Task inputs ▸

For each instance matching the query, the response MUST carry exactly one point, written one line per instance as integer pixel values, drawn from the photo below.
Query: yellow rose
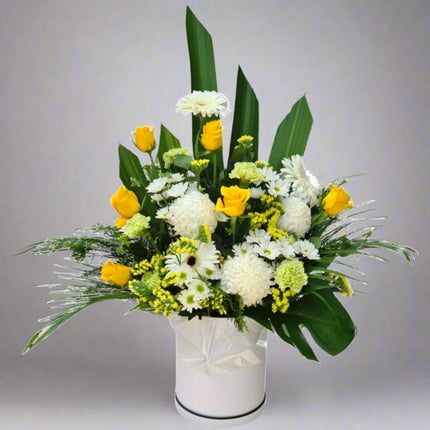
(144, 138)
(212, 135)
(336, 201)
(115, 273)
(233, 200)
(125, 202)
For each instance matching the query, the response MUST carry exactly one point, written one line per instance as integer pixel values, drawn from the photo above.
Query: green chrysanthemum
(291, 274)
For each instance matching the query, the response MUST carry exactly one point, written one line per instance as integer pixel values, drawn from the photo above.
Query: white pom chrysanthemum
(189, 212)
(204, 103)
(248, 276)
(157, 185)
(297, 216)
(304, 184)
(307, 249)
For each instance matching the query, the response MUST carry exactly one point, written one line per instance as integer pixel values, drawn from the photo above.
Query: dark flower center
(191, 260)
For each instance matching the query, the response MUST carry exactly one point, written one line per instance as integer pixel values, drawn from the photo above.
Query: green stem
(215, 168)
(196, 143)
(233, 220)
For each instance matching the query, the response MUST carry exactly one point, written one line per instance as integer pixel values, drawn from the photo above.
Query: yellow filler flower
(144, 138)
(115, 273)
(126, 203)
(233, 200)
(212, 135)
(336, 201)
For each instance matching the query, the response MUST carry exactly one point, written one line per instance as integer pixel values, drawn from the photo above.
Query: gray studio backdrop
(77, 76)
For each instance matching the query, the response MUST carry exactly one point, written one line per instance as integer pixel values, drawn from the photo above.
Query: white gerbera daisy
(203, 262)
(307, 249)
(204, 103)
(156, 185)
(177, 190)
(297, 216)
(248, 276)
(189, 212)
(304, 184)
(200, 289)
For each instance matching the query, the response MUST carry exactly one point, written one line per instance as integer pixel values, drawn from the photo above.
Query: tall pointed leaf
(292, 134)
(245, 120)
(167, 141)
(202, 65)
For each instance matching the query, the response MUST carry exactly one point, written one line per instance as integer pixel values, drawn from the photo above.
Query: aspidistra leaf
(246, 116)
(292, 134)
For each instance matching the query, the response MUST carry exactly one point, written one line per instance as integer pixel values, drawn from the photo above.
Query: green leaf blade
(246, 116)
(167, 142)
(292, 134)
(130, 170)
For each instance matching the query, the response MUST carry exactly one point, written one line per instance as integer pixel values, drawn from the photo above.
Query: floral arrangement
(198, 236)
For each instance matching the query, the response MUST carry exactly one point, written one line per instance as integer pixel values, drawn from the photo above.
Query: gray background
(76, 77)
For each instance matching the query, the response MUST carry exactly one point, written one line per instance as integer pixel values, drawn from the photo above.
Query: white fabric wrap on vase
(220, 372)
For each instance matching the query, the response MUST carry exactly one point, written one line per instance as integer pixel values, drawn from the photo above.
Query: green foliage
(292, 134)
(246, 118)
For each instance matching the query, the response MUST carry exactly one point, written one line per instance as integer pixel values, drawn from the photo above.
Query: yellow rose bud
(212, 135)
(336, 201)
(115, 273)
(144, 138)
(233, 200)
(125, 202)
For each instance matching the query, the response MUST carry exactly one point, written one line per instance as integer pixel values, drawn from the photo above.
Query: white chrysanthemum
(258, 236)
(256, 192)
(285, 248)
(204, 103)
(278, 187)
(248, 276)
(297, 216)
(243, 248)
(304, 184)
(156, 185)
(189, 212)
(162, 213)
(307, 249)
(270, 175)
(189, 300)
(176, 177)
(269, 250)
(177, 190)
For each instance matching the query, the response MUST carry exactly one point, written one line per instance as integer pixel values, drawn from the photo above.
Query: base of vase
(219, 421)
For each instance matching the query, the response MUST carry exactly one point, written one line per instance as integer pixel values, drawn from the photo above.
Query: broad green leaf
(292, 134)
(245, 120)
(167, 141)
(326, 319)
(130, 171)
(202, 65)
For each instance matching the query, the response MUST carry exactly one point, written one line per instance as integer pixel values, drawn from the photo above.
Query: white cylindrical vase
(220, 372)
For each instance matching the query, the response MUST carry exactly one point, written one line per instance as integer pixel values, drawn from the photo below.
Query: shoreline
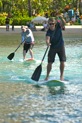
(70, 31)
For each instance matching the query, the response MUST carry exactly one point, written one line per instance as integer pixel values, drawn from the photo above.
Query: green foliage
(2, 21)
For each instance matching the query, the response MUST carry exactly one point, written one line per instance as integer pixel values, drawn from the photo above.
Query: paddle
(38, 70)
(10, 57)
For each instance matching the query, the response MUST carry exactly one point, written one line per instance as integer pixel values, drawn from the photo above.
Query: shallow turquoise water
(21, 102)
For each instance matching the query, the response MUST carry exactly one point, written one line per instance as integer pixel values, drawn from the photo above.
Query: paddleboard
(51, 82)
(29, 59)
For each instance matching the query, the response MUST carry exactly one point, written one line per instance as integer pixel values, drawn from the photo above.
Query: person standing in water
(28, 39)
(54, 39)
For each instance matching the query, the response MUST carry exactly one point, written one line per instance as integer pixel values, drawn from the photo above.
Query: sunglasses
(51, 23)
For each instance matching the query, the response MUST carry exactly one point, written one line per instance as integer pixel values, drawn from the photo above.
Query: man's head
(51, 23)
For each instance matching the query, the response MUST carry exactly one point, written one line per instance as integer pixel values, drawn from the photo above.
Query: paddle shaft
(45, 54)
(18, 46)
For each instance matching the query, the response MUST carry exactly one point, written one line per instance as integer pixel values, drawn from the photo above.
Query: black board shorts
(59, 51)
(26, 47)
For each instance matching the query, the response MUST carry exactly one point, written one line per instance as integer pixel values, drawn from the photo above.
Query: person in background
(7, 24)
(54, 39)
(28, 39)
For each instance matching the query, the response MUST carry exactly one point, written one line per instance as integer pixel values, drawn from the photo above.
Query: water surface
(22, 102)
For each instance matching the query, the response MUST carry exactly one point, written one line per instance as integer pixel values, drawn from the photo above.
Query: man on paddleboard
(54, 39)
(28, 39)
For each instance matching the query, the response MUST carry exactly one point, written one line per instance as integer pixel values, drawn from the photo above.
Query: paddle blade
(10, 57)
(37, 73)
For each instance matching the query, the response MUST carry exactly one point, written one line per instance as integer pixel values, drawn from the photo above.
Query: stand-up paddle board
(29, 59)
(51, 82)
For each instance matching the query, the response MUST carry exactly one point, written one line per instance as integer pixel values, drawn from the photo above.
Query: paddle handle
(45, 53)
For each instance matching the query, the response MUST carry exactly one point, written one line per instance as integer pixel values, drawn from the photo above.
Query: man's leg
(62, 65)
(24, 54)
(49, 67)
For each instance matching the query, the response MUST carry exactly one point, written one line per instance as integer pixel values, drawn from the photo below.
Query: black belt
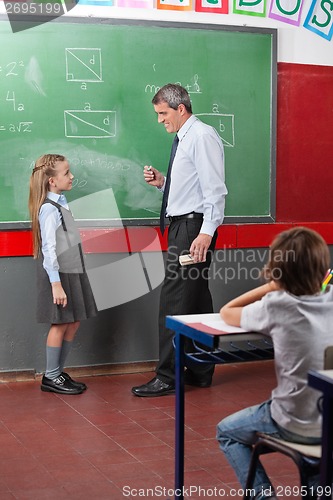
(192, 215)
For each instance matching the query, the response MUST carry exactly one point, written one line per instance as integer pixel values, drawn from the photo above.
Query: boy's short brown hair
(298, 261)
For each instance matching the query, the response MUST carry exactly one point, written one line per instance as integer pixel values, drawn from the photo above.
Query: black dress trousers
(184, 291)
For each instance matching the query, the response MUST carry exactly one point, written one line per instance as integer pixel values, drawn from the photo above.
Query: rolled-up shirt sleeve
(209, 160)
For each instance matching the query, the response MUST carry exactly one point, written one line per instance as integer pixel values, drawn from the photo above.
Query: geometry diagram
(224, 124)
(90, 124)
(84, 65)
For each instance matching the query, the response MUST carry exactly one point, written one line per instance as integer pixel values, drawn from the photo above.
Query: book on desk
(232, 344)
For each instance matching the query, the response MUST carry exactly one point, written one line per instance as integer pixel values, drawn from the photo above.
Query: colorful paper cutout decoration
(320, 19)
(215, 6)
(250, 7)
(136, 4)
(287, 11)
(174, 4)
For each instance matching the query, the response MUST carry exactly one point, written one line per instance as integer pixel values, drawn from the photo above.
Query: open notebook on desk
(229, 336)
(209, 323)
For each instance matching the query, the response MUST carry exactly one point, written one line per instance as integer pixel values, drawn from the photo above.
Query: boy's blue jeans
(236, 435)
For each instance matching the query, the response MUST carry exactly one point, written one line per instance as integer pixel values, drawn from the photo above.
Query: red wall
(304, 143)
(304, 172)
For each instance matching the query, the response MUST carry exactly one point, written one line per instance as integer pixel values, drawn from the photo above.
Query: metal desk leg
(327, 440)
(180, 420)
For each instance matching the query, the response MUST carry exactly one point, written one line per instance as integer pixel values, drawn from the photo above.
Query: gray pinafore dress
(80, 300)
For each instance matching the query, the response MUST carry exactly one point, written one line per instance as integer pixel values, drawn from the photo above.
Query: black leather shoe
(79, 385)
(153, 389)
(196, 381)
(59, 385)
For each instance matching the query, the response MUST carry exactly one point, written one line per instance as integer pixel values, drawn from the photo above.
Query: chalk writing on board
(20, 127)
(192, 88)
(90, 124)
(84, 65)
(224, 124)
(12, 68)
(11, 98)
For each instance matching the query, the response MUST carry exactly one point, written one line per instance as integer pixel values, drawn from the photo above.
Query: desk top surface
(211, 323)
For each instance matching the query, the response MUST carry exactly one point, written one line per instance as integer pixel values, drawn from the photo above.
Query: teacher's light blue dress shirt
(197, 179)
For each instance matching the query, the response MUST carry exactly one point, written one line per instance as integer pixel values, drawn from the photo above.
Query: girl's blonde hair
(45, 167)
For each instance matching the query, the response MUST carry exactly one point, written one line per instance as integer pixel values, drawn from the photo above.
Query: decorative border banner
(214, 6)
(174, 4)
(319, 19)
(250, 8)
(287, 11)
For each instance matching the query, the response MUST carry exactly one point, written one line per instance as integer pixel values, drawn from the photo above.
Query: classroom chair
(306, 457)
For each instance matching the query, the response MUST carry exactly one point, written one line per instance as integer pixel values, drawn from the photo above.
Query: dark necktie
(167, 183)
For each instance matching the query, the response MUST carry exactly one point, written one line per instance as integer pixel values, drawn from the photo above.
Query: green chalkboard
(84, 89)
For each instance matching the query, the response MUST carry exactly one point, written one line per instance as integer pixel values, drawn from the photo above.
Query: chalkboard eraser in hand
(185, 260)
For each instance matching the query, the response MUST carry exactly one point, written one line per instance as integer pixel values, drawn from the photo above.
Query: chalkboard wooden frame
(186, 29)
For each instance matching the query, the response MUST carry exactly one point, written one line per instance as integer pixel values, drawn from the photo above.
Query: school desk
(225, 345)
(322, 380)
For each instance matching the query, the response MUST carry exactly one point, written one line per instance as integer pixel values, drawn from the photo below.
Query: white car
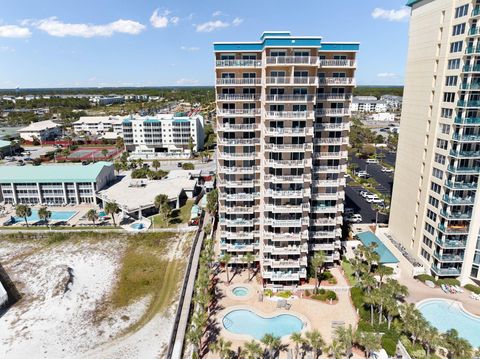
(356, 218)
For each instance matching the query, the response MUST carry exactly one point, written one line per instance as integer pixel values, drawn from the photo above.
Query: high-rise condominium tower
(435, 205)
(282, 121)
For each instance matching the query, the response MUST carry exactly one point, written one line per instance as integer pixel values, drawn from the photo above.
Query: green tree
(315, 341)
(44, 214)
(24, 211)
(317, 263)
(111, 208)
(272, 344)
(253, 350)
(92, 215)
(212, 201)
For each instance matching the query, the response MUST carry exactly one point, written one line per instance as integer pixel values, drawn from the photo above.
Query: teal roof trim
(386, 257)
(52, 173)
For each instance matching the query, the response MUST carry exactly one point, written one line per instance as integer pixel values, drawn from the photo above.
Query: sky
(89, 43)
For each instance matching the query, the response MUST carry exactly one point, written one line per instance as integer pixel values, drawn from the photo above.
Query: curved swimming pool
(246, 322)
(446, 314)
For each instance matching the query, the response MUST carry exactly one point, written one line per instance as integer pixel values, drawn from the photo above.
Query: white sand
(47, 323)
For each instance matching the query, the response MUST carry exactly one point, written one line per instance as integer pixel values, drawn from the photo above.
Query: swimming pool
(246, 322)
(56, 216)
(447, 314)
(240, 291)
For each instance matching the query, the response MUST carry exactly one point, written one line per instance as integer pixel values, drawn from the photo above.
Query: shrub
(424, 277)
(473, 288)
(448, 281)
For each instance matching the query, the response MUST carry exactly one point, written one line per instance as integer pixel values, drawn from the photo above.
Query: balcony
(233, 97)
(289, 114)
(467, 121)
(292, 60)
(239, 82)
(238, 63)
(451, 243)
(333, 97)
(458, 200)
(289, 98)
(287, 147)
(333, 112)
(337, 81)
(463, 170)
(464, 103)
(448, 257)
(445, 271)
(292, 80)
(344, 126)
(239, 112)
(453, 229)
(465, 154)
(472, 50)
(456, 215)
(337, 63)
(465, 138)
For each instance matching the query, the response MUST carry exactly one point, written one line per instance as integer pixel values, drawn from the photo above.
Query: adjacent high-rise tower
(435, 204)
(282, 121)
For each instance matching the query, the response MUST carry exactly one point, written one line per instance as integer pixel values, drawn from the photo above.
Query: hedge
(473, 288)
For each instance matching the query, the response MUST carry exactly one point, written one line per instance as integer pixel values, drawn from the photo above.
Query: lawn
(178, 216)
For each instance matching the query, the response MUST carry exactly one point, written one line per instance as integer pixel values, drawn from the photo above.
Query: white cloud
(193, 48)
(237, 21)
(386, 74)
(55, 27)
(185, 82)
(14, 31)
(159, 20)
(391, 15)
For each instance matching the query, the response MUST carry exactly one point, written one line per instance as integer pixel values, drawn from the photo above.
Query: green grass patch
(178, 216)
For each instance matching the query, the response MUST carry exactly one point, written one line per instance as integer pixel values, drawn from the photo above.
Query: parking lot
(353, 198)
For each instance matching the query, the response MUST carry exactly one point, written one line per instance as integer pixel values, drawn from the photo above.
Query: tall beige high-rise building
(435, 206)
(282, 121)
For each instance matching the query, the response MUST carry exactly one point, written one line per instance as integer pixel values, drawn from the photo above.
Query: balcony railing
(292, 60)
(238, 63)
(345, 81)
(289, 98)
(234, 81)
(291, 80)
(337, 63)
(233, 97)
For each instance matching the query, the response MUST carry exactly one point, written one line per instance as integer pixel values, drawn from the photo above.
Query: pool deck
(317, 315)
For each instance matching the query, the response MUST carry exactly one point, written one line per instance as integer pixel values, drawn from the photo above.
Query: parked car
(355, 218)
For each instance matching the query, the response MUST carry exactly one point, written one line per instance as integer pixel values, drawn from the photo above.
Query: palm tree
(44, 214)
(92, 215)
(22, 210)
(317, 263)
(369, 341)
(298, 340)
(156, 164)
(226, 258)
(249, 258)
(457, 347)
(315, 341)
(253, 350)
(272, 344)
(112, 208)
(222, 347)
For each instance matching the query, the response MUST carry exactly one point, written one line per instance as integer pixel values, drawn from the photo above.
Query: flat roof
(52, 173)
(386, 257)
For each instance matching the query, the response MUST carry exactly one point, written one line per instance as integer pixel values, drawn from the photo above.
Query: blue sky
(63, 43)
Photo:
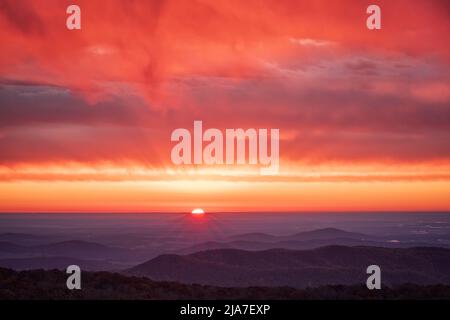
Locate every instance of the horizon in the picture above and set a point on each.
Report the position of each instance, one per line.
(360, 114)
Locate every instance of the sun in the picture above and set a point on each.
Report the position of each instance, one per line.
(198, 211)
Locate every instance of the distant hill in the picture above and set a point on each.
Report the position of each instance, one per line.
(72, 248)
(326, 233)
(279, 267)
(49, 263)
(43, 285)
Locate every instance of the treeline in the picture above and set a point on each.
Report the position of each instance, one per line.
(49, 285)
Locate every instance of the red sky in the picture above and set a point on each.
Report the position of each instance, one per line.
(86, 115)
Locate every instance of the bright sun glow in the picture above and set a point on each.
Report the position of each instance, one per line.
(198, 211)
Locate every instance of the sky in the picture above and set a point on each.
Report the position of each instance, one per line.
(86, 115)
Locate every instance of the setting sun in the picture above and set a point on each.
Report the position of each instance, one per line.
(198, 211)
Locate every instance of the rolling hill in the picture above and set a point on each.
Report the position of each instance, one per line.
(280, 267)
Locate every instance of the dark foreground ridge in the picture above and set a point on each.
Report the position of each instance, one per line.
(49, 285)
(332, 265)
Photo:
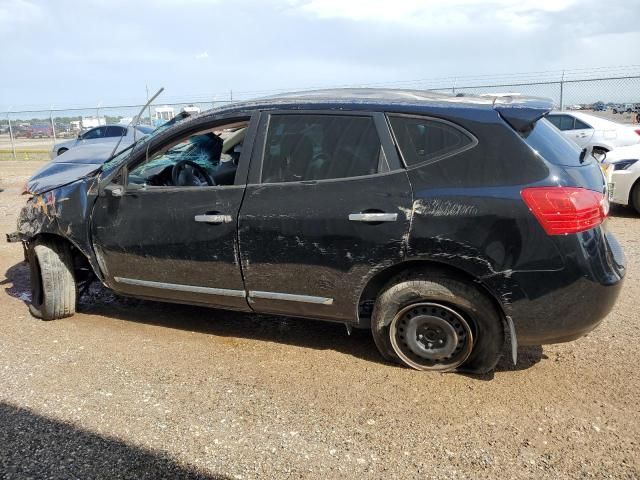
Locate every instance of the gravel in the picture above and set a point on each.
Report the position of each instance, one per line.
(136, 389)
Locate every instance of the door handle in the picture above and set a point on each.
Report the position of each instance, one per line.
(373, 217)
(213, 218)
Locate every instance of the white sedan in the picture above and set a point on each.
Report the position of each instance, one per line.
(622, 170)
(596, 133)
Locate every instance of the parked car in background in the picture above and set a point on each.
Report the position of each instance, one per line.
(438, 222)
(21, 131)
(41, 130)
(590, 131)
(109, 134)
(622, 169)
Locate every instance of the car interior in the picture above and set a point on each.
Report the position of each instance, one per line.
(206, 158)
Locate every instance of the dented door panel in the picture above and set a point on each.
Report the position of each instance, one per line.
(297, 239)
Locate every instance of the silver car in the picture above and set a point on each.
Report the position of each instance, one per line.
(107, 134)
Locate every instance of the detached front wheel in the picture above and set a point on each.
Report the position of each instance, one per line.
(438, 323)
(53, 286)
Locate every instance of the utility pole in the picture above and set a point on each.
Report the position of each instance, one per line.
(53, 125)
(98, 112)
(562, 91)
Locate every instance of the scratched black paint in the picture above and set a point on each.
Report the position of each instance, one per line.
(464, 211)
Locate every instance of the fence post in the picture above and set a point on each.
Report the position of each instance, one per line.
(13, 146)
(53, 125)
(562, 91)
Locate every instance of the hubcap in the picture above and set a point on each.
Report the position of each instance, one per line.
(430, 336)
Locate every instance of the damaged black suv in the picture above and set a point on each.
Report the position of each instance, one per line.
(446, 225)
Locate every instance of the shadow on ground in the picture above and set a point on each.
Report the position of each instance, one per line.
(304, 333)
(33, 446)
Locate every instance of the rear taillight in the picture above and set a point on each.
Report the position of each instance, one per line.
(564, 210)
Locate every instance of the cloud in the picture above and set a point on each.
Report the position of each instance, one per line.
(70, 52)
(436, 14)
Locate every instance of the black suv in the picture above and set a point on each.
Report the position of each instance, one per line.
(444, 224)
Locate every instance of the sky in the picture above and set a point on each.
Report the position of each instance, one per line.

What you have to do ▸ Your answer should be the lines from the one containing "Locate every instance of the black" to the end of the entries above, restated exactly and alone.

Result below ▸
Locate every instance of the black suv in the picture above and set a point on each.
Report the position of each instance, one per line.
(444, 224)
Locate every instance of the sky in the picture above and set a point on each.
Report the position of each instance, one per line.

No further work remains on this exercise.